Render the lines below as a JSON list of strings, with one string for each line and blank lines omitted.
--*--
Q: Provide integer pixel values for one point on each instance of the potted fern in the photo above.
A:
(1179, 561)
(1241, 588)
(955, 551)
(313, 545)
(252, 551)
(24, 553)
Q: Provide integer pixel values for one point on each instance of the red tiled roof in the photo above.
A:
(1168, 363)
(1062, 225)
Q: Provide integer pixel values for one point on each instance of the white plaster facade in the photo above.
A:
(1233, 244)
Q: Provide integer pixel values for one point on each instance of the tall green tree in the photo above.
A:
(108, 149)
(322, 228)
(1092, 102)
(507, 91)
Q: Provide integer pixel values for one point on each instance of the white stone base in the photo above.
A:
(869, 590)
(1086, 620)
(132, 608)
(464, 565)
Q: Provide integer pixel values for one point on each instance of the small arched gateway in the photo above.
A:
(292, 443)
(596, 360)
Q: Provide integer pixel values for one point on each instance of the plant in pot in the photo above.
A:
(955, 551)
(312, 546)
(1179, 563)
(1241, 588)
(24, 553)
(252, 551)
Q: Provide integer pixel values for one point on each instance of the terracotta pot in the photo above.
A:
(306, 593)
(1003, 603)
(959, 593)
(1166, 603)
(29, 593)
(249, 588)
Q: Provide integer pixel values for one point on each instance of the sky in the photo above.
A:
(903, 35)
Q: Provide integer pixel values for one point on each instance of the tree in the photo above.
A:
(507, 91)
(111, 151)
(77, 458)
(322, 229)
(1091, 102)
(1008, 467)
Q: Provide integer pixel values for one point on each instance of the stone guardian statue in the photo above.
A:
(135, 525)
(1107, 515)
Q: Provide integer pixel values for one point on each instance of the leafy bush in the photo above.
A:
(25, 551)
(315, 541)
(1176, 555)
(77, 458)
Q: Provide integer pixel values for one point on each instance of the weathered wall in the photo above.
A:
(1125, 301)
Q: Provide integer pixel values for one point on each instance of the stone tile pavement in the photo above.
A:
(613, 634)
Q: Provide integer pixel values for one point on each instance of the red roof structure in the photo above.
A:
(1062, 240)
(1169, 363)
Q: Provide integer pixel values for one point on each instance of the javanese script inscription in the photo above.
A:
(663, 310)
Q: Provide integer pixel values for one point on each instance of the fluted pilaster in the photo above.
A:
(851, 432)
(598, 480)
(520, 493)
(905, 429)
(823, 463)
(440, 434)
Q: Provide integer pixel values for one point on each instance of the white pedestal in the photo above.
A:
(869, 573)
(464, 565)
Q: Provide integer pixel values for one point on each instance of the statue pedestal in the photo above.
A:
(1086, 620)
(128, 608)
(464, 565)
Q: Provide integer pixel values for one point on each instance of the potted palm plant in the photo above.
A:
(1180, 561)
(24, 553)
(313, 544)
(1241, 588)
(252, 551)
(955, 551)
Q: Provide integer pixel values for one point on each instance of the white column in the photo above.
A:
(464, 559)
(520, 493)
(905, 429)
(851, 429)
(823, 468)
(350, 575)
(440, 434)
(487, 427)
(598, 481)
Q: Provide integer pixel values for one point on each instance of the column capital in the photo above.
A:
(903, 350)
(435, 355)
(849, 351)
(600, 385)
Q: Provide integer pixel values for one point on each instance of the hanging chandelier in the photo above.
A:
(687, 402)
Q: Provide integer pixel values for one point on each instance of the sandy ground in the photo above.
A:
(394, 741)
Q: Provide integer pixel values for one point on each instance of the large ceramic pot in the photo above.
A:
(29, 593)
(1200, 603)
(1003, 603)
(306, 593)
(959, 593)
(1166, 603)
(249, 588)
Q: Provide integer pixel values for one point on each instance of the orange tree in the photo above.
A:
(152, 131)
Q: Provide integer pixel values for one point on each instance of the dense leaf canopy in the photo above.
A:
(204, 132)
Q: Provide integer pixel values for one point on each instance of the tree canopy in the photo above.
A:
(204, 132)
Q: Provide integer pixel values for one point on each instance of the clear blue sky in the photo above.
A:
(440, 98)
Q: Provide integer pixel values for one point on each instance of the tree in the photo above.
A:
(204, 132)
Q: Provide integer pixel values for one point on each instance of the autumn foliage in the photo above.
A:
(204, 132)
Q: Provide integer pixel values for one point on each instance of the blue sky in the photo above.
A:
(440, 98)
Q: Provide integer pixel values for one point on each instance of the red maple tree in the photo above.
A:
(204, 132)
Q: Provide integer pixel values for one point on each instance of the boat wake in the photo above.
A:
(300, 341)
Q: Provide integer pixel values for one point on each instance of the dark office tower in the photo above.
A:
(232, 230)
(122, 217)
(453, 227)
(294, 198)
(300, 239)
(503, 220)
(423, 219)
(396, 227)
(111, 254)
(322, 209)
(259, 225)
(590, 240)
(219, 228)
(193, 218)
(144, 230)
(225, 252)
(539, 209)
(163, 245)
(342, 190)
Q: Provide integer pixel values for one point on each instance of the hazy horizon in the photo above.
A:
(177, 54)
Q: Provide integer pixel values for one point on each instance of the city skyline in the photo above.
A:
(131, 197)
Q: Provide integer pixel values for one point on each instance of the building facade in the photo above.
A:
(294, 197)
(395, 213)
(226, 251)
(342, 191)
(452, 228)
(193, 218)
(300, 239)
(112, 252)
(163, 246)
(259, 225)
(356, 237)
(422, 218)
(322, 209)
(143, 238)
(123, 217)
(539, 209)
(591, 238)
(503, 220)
--*--
## RESULT
[
  "Q: Provide integer pixel values for one point on each instance of the potted fern in the photo above.",
  "A:",
  "(1179, 561)",
  "(1241, 588)",
  "(955, 551)",
  "(313, 545)",
  "(252, 551)",
  "(24, 553)",
  "Q: Provide integer pixel values for one point on each instance of the red tiled roof in the photo above.",
  "A:",
  "(1168, 363)",
  "(1062, 225)",
  "Q: Provide integer pixel values for one point on each instance of the white plaster facade in the photo above.",
  "A:",
  "(1233, 244)",
  "Q: Provide integer pixel values for one point on each instance of the tall green tree in the photo above.",
  "A:",
  "(108, 149)",
  "(322, 228)",
  "(1092, 102)",
  "(507, 91)",
  "Q: Provide integer pixel values for one point on each instance of the white stone base in the photo above.",
  "A:",
  "(869, 590)",
  "(1086, 620)",
  "(132, 608)",
  "(464, 565)",
  "Q: Provide integer pixel values for one point on each instance of the small arched gateway in the photo above.",
  "A:",
  "(292, 443)",
  "(596, 360)",
  "Q: Provide integer pixel values for one point on each instance of the plant in pot in the photo above.",
  "A:",
  "(955, 551)",
  "(312, 546)",
  "(1179, 563)",
  "(1241, 588)",
  "(24, 553)",
  "(252, 551)",
  "Q: Provide integer pixel values for one point on each instance of the terracotta pot in the photo above.",
  "A:",
  "(306, 593)",
  "(1003, 603)",
  "(959, 593)",
  "(1166, 603)",
  "(29, 593)",
  "(249, 588)",
  "Q: Provide integer pixel values for one point on each instance of the sky in the photo above.",
  "A:",
  "(903, 35)",
  "Q: Provide integer pixel values for one point on each instance of the tree in the photo above.",
  "A:",
  "(507, 91)",
  "(111, 151)",
  "(77, 458)",
  "(322, 229)",
  "(1091, 102)",
  "(1008, 467)",
  "Q: Provide integer pixel values for one point on each instance of the stone guardian statue in the photo above.",
  "A:",
  "(135, 525)",
  "(1107, 515)",
  "Q: Provide integer pixel values for one point on each instance of the leafy bush in the photo above.",
  "A:",
  "(25, 551)",
  "(315, 541)",
  "(1176, 555)",
  "(77, 458)",
  "Q: Provide integer pixel values for one point on each instance of the weathered wall in the photo above.",
  "A:",
  "(1125, 301)",
  "Q: Provide integer pixel values for one point on each instance of the stone tile pavement in the photo above.",
  "A:",
  "(613, 634)",
  "Q: Provide integer pixel values for one point on each instance of the red roof structure in the photo above.",
  "A:",
  "(1062, 240)",
  "(1169, 363)",
  "Q: Provide integer pixel values for one point on each instance of the javanese script inscription in the photo above.",
  "A:",
  "(663, 310)",
  "Q: Provide integer pixel values for one point on each instance of the fluted pilaster in the photo above.",
  "A:",
  "(851, 432)",
  "(598, 480)",
  "(520, 493)",
  "(905, 429)",
  "(823, 463)",
  "(440, 434)",
  "Q: Provide integer pixel values for one point on each instance of the white pedestal in the photo above.",
  "A:",
  "(869, 573)",
  "(464, 565)",
  "Q: Provide integer pixel values for one point on each instance of the statue pedestal in the photo above.",
  "A:",
  "(1086, 620)",
  "(128, 608)",
  "(464, 565)",
  "Q: Provide integer pixel values for one point on each instance of the potted palm plant in the photo above.",
  "A:",
  "(1180, 561)",
  "(24, 553)",
  "(313, 544)",
  "(1241, 588)",
  "(252, 551)",
  "(955, 551)",
  "Q: Provide integer pixel values for one point on each instance of the white column in the photo above.",
  "A:",
  "(464, 559)",
  "(520, 493)",
  "(905, 429)",
  "(851, 429)",
  "(823, 468)",
  "(350, 575)",
  "(440, 434)",
  "(487, 427)",
  "(598, 481)",
  "Q: Provide integer pixel values for one point on each instance of the column capital in the photo above.",
  "A:",
  "(903, 350)",
  "(435, 355)",
  "(849, 351)",
  "(600, 385)",
  "Q: Provide integer pixel values for one point on each instance of the hanging chandelier in the photo above.",
  "A:",
  "(687, 402)",
  "Q: Provide integer pixel values for one point on each instance of the sandy ground in the photo above.",
  "A:",
  "(394, 741)",
  "Q: Provide integer pixel values for one point on each instance of the large ceramic pot in the photo above.",
  "A:",
  "(29, 593)",
  "(1200, 603)",
  "(1003, 603)",
  "(306, 593)",
  "(959, 593)",
  "(1166, 603)",
  "(249, 588)",
  "Q: Provide integer pixel values for one point on each instance of the orange tree in the photo above.",
  "A:",
  "(152, 131)",
  "Q: Provide integer pixel values for one point on each instance of the dense leaf canopy in the photo above.",
  "A:",
  "(204, 132)",
  "Q: Provide integer pixel values for one point on each instance of the tree canopy in the photo above.",
  "A:",
  "(204, 132)",
  "Q: Provide integer pixel values for one point on each instance of the clear blue sky in the photo above.",
  "A:",
  "(440, 98)",
  "Q: Provide integer pixel values for one point on each instance of the tree in the photo above.",
  "A:",
  "(204, 132)",
  "Q: Provide integer pixel values for one point on each instance of the autumn foliage in the photo above.",
  "A:",
  "(204, 132)",
  "Q: Provide integer pixel values for one point on each instance of the blue sky in the photo above.",
  "A:",
  "(440, 98)",
  "Q: Provide integer pixel values for one point on each instance of the red maple tree in the photo above.",
  "A:",
  "(204, 132)",
  "Q: Provide integer pixel values for one point on each instance of the boat wake in the photo above.",
  "A:",
  "(300, 341)",
  "Q: Provide integer pixel values for one point on each instance of the dark office tower in the photo above.",
  "A:",
  "(232, 230)",
  "(122, 217)",
  "(453, 227)",
  "(294, 198)",
  "(300, 239)",
  "(503, 220)",
  "(423, 219)",
  "(396, 227)",
  "(111, 254)",
  "(322, 209)",
  "(259, 225)",
  "(590, 240)",
  "(219, 228)",
  "(193, 218)",
  "(144, 230)",
  "(225, 252)",
  "(539, 209)",
  "(163, 245)",
  "(342, 190)",
  "Q: Provide integer pixel values for one point on each instance of the hazy horizon in the photo above.",
  "A:",
  "(177, 54)",
  "Q: Provide integer pixel values for one point on each instance of the city skyline in the photo above.",
  "A:",
  "(131, 197)",
  "Q: Provide integer pixel values for one point on each instance of the building facade in the photo above.",
  "A:",
  "(294, 197)",
  "(395, 213)",
  "(226, 251)",
  "(342, 191)",
  "(452, 228)",
  "(193, 218)",
  "(300, 239)",
  "(112, 252)",
  "(163, 246)",
  "(259, 225)",
  "(356, 237)",
  "(422, 218)",
  "(322, 209)",
  "(143, 238)",
  "(123, 217)",
  "(539, 209)",
  "(591, 238)",
  "(503, 220)"
]